(Saved entries)
■ ■ ■ ■ ■ ■ ■
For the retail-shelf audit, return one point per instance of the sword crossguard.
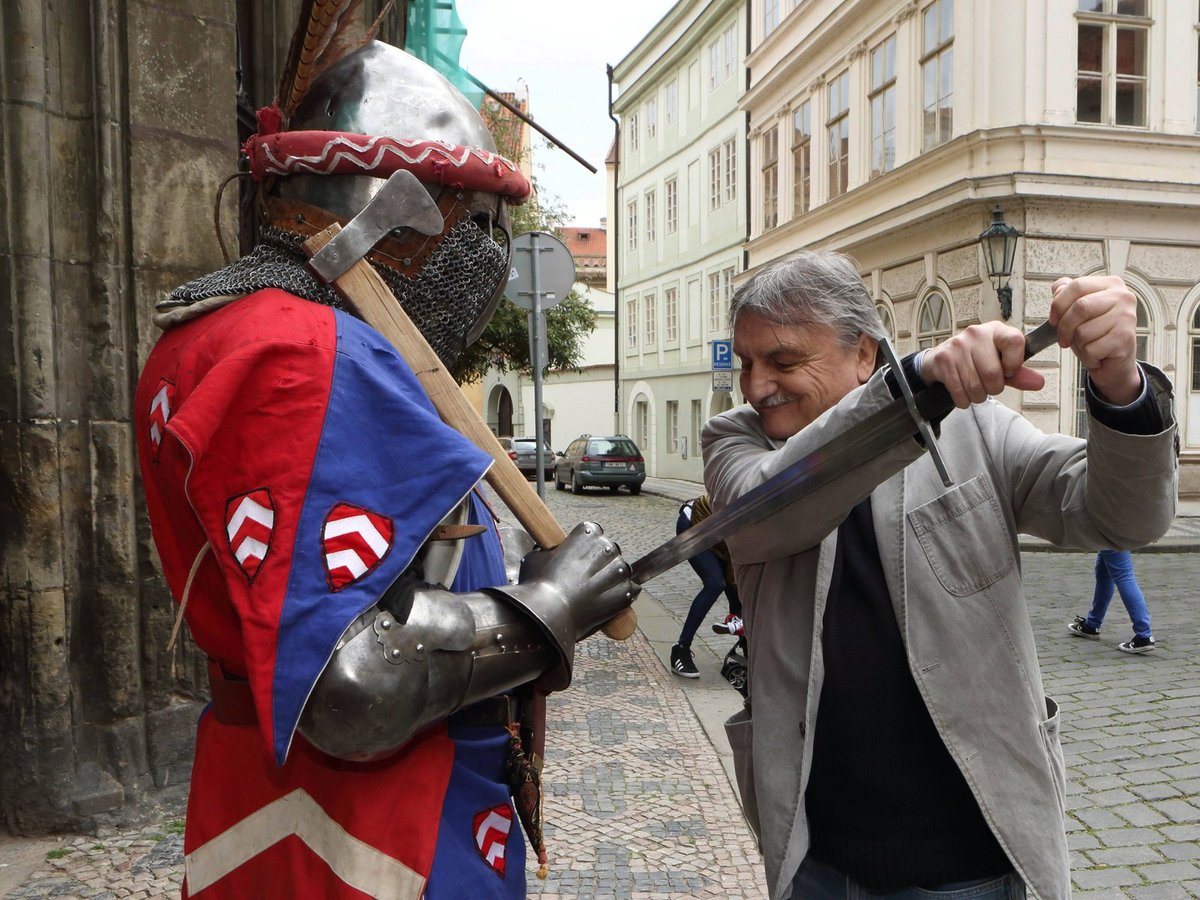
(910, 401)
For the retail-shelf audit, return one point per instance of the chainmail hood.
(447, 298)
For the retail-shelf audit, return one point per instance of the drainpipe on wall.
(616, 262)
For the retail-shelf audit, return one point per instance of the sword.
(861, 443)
■ ■ ■ ■ ■ ■ ■
* _Aim of the task_:
Every record should be duplicated exactly, though any picture in it must be left out.

* _Result of this task_:
For the retail-shelf audit, return one point per instance of the sword crossguard.
(910, 401)
For the retail-shelf audit, return one point per instance of the chainmail hood.
(447, 298)
For the retail-shelf audit, return one point per instance of the drainpipe on wall.
(616, 262)
For the retail-shelf audit, return one point per instance of the sword.
(861, 443)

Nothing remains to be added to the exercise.